PROBLEM => Reproduce the following material line for line, without changing anything, and leave out the pictures.
┌─ DATASET EXCERPTS
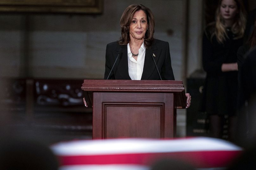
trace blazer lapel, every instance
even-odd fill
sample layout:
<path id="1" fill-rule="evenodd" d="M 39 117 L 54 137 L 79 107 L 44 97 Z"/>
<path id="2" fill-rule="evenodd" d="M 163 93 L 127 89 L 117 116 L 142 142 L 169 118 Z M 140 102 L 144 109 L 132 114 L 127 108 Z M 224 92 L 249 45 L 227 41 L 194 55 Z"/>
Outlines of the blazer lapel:
<path id="1" fill-rule="evenodd" d="M 150 50 L 146 50 L 143 71 L 141 76 L 142 80 L 148 79 L 155 69 L 156 69 L 152 56 L 154 57 L 156 63 L 157 64 L 161 51 L 161 49 L 158 50 L 154 46 Z M 153 54 L 154 55 L 154 56 Z"/>
<path id="2" fill-rule="evenodd" d="M 127 46 L 122 45 L 116 48 L 115 51 L 113 51 L 113 55 L 117 56 L 118 55 L 118 51 L 120 48 L 122 48 L 122 50 L 119 55 L 119 63 L 118 66 L 117 71 L 123 78 L 124 79 L 131 79 L 129 76 L 129 73 L 128 71 L 128 56 L 127 54 Z M 118 61 L 117 61 L 117 62 Z"/>

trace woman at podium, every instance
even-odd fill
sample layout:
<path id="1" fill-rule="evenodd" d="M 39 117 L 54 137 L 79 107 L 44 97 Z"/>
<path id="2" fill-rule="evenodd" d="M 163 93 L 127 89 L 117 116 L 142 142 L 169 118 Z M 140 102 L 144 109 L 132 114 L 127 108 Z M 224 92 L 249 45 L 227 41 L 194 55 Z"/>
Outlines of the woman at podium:
<path id="1" fill-rule="evenodd" d="M 141 4 L 125 10 L 120 40 L 107 45 L 104 79 L 174 80 L 168 42 L 153 38 L 154 16 Z M 187 108 L 190 105 L 186 94 Z"/>

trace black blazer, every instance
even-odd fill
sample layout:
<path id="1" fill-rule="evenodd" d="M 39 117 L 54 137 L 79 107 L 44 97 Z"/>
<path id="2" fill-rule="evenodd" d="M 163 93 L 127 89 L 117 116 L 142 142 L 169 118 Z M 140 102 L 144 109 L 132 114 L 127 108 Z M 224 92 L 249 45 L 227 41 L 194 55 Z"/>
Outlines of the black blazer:
<path id="1" fill-rule="evenodd" d="M 107 45 L 104 79 L 107 78 L 119 53 L 118 58 L 108 79 L 131 79 L 128 71 L 128 59 L 127 53 L 127 45 L 120 45 L 116 42 L 111 43 Z M 174 80 L 171 67 L 169 44 L 168 42 L 157 39 L 154 39 L 150 49 L 146 50 L 141 79 L 161 79 L 152 58 L 153 54 L 155 56 L 154 58 L 162 79 Z"/>

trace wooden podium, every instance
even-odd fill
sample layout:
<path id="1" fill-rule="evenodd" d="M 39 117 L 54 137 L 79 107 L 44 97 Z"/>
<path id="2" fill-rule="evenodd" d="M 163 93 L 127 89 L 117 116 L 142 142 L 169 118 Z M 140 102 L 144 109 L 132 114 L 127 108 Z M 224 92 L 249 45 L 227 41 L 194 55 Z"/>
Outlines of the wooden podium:
<path id="1" fill-rule="evenodd" d="M 93 138 L 172 138 L 176 109 L 185 108 L 182 81 L 84 80 L 93 107 Z"/>

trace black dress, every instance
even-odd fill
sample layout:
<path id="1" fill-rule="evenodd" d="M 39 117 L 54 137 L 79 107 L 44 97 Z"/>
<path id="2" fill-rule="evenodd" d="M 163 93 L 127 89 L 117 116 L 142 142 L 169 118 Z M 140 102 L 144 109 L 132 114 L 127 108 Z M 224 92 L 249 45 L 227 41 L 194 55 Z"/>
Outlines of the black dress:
└─
RESPONSE FOR THIS EXERCISE =>
trace blazer lapel, every instance
even-odd fill
sample layout:
<path id="1" fill-rule="evenodd" d="M 39 117 L 54 137 L 79 107 L 44 97 Z"/>
<path id="2" fill-rule="evenodd" d="M 163 93 L 127 89 L 117 116 L 142 142 L 169 118 Z M 140 102 L 144 109 L 132 114 L 127 108 Z M 224 92 L 249 45 L 227 41 L 194 55 Z"/>
Outlines of the blazer lapel:
<path id="1" fill-rule="evenodd" d="M 150 50 L 146 50 L 143 71 L 141 76 L 142 80 L 148 79 L 155 69 L 156 69 L 152 56 L 154 57 L 156 63 L 157 64 L 161 51 L 161 49 L 158 50 L 154 46 Z M 153 54 L 154 55 L 154 56 Z"/>
<path id="2" fill-rule="evenodd" d="M 127 46 L 122 45 L 116 48 L 115 51 L 113 51 L 113 55 L 117 56 L 118 55 L 118 51 L 120 48 L 122 48 L 122 50 L 119 55 L 119 63 L 118 66 L 117 71 L 123 78 L 124 79 L 131 79 L 129 76 L 129 73 L 128 71 L 128 56 L 127 54 Z M 118 61 L 117 61 L 117 62 Z"/>

trace woman at podium, every instance
even-odd fill
sample layout:
<path id="1" fill-rule="evenodd" d="M 39 117 L 54 137 L 79 107 L 44 97 Z"/>
<path id="2" fill-rule="evenodd" d="M 163 93 L 127 89 L 117 116 L 142 142 L 169 118 Z M 140 102 L 144 109 L 132 114 L 127 108 Z M 224 92 L 249 45 L 227 41 L 194 55 Z"/>
Outlines of the woman at podium:
<path id="1" fill-rule="evenodd" d="M 141 4 L 125 10 L 120 40 L 107 45 L 104 79 L 174 80 L 168 42 L 153 38 L 154 16 Z M 187 108 L 190 105 L 186 94 Z"/>

trace black blazer, every instance
even-odd fill
sample layout:
<path id="1" fill-rule="evenodd" d="M 39 117 L 54 137 L 79 107 L 44 97 Z"/>
<path id="2" fill-rule="evenodd" d="M 163 93 L 127 89 L 117 116 L 142 142 L 169 118 Z M 140 102 L 144 109 L 132 114 L 127 108 Z M 224 92 L 249 45 L 227 41 L 194 55 Z"/>
Outlines of the black blazer:
<path id="1" fill-rule="evenodd" d="M 107 45 L 104 79 L 107 78 L 119 53 L 118 58 L 108 79 L 131 79 L 128 71 L 128 59 L 127 53 L 127 45 L 120 45 L 116 42 L 111 43 Z M 174 80 L 171 67 L 169 44 L 168 42 L 157 39 L 154 39 L 150 49 L 146 50 L 141 79 L 161 79 L 152 58 L 153 54 L 155 56 L 154 58 L 162 79 Z"/>

trace wooden podium, every instance
even-odd fill
sample layout:
<path id="1" fill-rule="evenodd" d="M 39 117 L 54 137 L 79 107 L 44 97 Z"/>
<path id="2" fill-rule="evenodd" d="M 163 93 L 127 89 L 117 116 L 142 142 L 169 118 Z M 140 102 L 144 109 L 132 114 L 127 108 Z M 224 92 L 249 45 L 227 41 L 194 55 Z"/>
Outlines of the wooden podium:
<path id="1" fill-rule="evenodd" d="M 93 138 L 172 138 L 176 109 L 185 108 L 182 81 L 84 80 L 93 107 Z"/>

trace black dress, every instance
even-odd fill
sample layout:
<path id="1" fill-rule="evenodd" d="M 39 117 L 54 137 L 79 107 L 44 97 Z"/>
<path id="2" fill-rule="evenodd" d="M 163 93 L 127 89 L 117 116 L 142 142 L 169 118 Z M 140 102 L 144 109 L 132 114 L 127 108 Z M 224 92 L 249 45 L 227 41 L 194 55 Z"/>
Outlines of the black dress:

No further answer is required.